**Problem:** Find each line in the records below that contains the string "outline" and copy every one of those lines in full.

**Records shown:**
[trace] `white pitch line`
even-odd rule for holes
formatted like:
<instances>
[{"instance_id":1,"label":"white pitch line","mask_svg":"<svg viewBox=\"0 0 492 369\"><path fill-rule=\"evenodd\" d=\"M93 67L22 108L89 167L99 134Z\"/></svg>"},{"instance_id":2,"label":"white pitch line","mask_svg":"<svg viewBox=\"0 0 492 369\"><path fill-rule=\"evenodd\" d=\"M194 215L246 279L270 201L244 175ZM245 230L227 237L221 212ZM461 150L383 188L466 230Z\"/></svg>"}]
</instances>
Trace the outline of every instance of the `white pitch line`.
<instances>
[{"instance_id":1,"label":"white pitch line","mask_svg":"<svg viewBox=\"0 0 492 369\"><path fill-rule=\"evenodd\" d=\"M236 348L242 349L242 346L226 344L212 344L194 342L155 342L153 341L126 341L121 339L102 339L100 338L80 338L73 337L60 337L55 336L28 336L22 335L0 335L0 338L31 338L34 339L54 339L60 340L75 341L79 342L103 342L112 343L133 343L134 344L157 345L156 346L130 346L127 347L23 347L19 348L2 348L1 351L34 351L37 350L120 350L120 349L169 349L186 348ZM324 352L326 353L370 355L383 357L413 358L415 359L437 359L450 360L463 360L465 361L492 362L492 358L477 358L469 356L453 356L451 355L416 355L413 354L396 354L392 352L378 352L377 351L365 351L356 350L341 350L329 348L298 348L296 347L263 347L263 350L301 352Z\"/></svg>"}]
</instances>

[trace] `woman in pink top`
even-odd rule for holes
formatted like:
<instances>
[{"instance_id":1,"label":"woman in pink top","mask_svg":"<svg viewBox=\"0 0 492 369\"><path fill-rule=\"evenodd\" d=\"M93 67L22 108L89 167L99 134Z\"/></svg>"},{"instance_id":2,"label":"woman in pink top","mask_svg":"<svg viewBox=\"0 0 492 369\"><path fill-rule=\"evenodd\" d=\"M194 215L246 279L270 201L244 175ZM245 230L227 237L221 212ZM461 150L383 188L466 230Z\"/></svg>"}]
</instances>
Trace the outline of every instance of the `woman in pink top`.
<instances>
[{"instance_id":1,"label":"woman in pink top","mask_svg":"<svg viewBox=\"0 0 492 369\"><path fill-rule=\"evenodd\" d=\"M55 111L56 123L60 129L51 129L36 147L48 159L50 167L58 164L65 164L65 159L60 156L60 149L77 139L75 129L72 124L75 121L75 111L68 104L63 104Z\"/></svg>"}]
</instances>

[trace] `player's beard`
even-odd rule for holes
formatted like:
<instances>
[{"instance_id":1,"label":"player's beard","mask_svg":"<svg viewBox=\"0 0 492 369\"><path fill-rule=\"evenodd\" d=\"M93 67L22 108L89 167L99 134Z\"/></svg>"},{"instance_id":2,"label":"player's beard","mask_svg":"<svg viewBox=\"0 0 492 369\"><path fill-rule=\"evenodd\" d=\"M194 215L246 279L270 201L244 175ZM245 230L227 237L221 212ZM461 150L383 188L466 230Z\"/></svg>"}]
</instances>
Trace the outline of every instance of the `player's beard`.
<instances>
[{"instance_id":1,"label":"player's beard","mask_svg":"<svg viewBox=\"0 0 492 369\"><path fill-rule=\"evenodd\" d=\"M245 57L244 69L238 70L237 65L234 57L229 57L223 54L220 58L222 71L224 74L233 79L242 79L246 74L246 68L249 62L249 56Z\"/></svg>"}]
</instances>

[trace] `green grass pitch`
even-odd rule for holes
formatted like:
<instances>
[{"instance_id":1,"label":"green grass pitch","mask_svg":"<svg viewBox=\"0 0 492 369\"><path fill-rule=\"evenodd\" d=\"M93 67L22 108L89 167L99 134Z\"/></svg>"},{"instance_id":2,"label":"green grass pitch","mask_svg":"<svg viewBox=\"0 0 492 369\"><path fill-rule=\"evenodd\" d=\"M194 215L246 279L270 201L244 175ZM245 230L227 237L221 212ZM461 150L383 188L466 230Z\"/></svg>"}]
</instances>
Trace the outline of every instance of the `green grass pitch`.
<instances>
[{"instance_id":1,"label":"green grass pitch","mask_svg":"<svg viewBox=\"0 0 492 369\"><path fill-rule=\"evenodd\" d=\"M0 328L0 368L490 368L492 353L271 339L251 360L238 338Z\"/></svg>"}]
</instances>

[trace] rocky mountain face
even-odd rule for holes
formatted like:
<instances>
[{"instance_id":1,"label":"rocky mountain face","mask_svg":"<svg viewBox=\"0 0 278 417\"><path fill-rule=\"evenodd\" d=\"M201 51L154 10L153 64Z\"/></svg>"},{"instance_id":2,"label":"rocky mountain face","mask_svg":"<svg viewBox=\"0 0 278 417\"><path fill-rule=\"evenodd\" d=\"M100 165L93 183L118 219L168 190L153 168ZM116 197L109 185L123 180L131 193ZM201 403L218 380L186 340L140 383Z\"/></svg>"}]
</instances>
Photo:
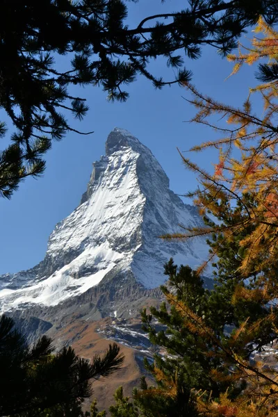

**Written response:**
Trace the outline of every instance of the `white pitch line`.
Trace the outline of every instance of the `woman in pink top`.
Trace the outline of every instance of the `player's beard`.
Trace the outline of every instance of the `green grass pitch`.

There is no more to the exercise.